-------- Data provided
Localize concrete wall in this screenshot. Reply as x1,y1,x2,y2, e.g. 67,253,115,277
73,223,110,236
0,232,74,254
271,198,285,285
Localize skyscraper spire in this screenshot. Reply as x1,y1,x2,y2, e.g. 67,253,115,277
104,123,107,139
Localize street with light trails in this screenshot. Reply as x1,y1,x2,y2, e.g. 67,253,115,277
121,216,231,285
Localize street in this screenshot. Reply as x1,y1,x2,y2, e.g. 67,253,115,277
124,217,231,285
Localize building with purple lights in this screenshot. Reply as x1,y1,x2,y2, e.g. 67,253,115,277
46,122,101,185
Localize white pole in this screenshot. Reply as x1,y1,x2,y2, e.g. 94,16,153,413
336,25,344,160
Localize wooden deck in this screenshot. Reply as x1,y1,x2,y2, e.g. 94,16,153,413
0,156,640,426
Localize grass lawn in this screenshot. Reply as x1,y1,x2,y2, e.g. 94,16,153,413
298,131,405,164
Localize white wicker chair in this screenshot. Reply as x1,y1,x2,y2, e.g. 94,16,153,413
----------------
→ **Exercise details**: Lay out every line of the entries above as a Markdown table with the columns "No." and "Text", numbering the rows in order and leaving out any blank lines.

→ **Full answer**:
| No. | Text |
|---|---|
| 1 | Localize concrete wall in this screenshot. Reply as x1,y1,x2,y2, e.g. 67,253,115,277 |
| 2 | 73,223,110,236 |
| 3 | 0,232,74,254 |
| 4 | 271,198,285,285 |
| 5 | Localize skyscraper spire in this screenshot. Reply as x1,y1,x2,y2, e.g. 67,253,115,277 |
| 6 | 104,123,107,139 |
| 7 | Localize street with light trails in this screenshot. Reply as x1,y1,x2,y2, e.g. 67,253,115,277 |
| 8 | 121,216,231,285 |
| 9 | Localize street in this screenshot. Reply as x1,y1,x2,y2, e.g. 67,253,115,277 |
| 10 | 124,217,231,285 |
| 11 | Localize building with purple lights in this screenshot. Reply as x1,y1,x2,y2, e.g. 67,253,115,277 |
| 12 | 46,122,101,185 |
| 13 | Localize white pole in this screenshot. Reply as x1,y1,x2,y2, e.g. 94,16,153,413 |
| 14 | 336,25,344,160 |
| 15 | Localize wooden deck in this screenshot. Reply as x1,y1,x2,y2, e.g. 94,16,153,413 |
| 16 | 0,156,640,426 |
| 17 | Localize grass lawn in this screenshot. Reply as x1,y1,x2,y2, e.g. 94,16,153,413 |
| 18 | 298,131,405,164 |
| 19 | Localize white wicker chair in this screenshot. Reply as x1,y1,x2,y2, e.g. 94,16,153,413 |